---- Data shown
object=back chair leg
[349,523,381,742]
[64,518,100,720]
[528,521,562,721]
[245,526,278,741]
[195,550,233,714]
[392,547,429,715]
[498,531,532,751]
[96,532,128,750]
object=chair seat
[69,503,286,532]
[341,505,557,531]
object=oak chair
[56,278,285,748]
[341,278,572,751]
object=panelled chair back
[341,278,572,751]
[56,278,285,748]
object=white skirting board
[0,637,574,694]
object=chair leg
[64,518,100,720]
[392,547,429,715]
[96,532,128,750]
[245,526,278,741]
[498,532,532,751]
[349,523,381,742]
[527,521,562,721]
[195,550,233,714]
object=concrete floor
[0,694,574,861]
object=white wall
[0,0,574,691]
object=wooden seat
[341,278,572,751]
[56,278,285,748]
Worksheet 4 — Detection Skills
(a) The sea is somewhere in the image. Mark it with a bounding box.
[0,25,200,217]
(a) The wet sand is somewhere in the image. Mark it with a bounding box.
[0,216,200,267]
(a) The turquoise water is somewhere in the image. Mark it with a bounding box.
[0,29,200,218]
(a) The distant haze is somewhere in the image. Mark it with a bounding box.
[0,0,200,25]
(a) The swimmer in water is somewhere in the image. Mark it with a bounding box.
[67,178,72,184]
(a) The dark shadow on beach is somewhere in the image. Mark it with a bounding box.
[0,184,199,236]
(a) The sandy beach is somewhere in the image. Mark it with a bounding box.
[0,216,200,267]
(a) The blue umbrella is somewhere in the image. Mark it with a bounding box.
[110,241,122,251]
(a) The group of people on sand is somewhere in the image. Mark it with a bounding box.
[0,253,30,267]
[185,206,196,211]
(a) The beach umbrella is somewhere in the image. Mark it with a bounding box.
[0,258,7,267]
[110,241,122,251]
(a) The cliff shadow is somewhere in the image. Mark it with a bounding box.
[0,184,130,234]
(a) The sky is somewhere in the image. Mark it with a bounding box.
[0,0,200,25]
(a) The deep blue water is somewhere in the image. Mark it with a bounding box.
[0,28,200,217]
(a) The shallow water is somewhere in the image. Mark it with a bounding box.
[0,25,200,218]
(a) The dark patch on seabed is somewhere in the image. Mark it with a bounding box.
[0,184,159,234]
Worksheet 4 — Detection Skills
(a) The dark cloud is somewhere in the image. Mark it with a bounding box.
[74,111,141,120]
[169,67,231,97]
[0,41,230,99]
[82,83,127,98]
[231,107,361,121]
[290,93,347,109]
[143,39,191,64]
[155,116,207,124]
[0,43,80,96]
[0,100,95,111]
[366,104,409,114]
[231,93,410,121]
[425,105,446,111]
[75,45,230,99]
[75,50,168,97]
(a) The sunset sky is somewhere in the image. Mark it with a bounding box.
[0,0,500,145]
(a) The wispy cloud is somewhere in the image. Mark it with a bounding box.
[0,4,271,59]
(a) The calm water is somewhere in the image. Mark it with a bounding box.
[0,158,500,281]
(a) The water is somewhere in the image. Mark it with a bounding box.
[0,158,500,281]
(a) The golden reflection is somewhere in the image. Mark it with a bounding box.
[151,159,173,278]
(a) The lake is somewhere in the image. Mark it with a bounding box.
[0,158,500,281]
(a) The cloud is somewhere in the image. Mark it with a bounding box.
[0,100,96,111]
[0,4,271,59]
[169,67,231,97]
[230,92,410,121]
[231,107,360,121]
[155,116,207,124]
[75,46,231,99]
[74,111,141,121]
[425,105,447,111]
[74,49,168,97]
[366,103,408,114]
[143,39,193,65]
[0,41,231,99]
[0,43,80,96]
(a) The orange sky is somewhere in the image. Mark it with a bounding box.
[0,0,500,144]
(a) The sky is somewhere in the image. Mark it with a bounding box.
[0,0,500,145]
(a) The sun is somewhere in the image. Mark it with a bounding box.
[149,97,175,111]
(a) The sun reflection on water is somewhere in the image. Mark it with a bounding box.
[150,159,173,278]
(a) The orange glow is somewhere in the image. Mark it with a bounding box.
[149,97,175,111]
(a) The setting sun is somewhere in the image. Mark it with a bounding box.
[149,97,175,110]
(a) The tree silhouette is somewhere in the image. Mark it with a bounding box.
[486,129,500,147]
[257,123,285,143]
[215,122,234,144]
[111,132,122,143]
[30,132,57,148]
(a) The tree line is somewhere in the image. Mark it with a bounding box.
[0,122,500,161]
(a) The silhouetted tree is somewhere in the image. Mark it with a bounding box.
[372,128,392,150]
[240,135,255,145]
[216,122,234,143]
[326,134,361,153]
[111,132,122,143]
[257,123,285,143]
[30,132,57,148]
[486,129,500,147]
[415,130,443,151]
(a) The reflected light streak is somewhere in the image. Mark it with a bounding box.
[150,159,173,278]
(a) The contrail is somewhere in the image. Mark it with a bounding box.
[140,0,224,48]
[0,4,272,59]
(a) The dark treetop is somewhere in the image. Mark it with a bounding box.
--------
**Set exercise:** Could you rewrite everything from the line containing "(a) The orange glow" down to and including the line containing "[149,97,175,110]", keeping the requests, and shift every bounding-box coordinate up by 135?

**Task result:**
(a) The orange glow is somewhere in the image. Mark it with a bounding box.
[284,232,310,246]
(a) The setting sun is somewhere in the image. Mark it with a bounding box.
[284,232,310,245]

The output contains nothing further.